**Work order**
I would like each line of the data that holds the word "water" copied out.

**Excerpted records**
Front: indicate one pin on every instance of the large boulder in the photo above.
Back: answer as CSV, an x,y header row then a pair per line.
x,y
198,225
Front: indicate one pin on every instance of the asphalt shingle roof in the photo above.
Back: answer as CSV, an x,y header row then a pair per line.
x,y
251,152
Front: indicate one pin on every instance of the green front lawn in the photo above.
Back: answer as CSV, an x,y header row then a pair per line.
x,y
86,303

==

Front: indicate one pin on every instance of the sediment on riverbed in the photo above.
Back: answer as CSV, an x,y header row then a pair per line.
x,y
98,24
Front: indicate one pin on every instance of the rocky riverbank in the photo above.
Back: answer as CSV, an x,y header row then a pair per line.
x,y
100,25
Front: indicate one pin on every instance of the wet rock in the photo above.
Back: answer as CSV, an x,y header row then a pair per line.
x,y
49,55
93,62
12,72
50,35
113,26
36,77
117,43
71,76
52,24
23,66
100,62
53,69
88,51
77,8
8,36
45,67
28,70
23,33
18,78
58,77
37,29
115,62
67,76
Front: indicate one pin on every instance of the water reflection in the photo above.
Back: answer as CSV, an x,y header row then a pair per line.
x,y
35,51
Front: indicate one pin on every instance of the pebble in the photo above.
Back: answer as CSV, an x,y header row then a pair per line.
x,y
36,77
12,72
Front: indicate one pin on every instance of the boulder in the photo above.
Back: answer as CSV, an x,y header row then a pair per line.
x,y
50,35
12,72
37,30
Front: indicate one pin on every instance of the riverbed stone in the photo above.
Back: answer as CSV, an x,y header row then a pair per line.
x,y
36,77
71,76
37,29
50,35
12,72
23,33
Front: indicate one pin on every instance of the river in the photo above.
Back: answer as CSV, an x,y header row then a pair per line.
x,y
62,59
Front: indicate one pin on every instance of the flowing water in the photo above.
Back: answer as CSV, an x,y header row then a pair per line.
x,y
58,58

...

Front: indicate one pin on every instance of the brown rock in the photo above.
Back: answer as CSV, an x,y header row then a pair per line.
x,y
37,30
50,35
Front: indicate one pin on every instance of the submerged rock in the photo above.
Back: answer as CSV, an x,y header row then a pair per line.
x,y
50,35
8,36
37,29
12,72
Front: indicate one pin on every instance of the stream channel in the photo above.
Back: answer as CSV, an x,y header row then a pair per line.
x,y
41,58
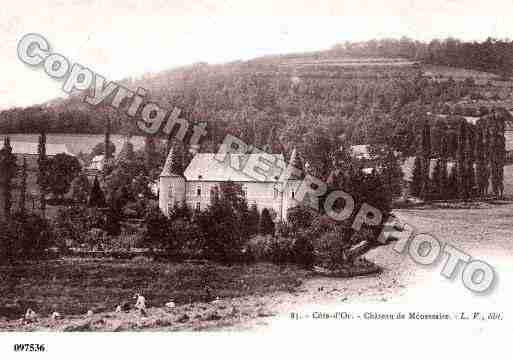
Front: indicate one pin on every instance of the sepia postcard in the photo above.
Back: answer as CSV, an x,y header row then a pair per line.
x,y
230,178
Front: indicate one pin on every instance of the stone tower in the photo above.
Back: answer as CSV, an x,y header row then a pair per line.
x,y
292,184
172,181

**Finished task**
Front: indicate one pin on every instance of the water reflection in the photo above.
Front: indicate one pin on every instance of the flowing water in the photo above.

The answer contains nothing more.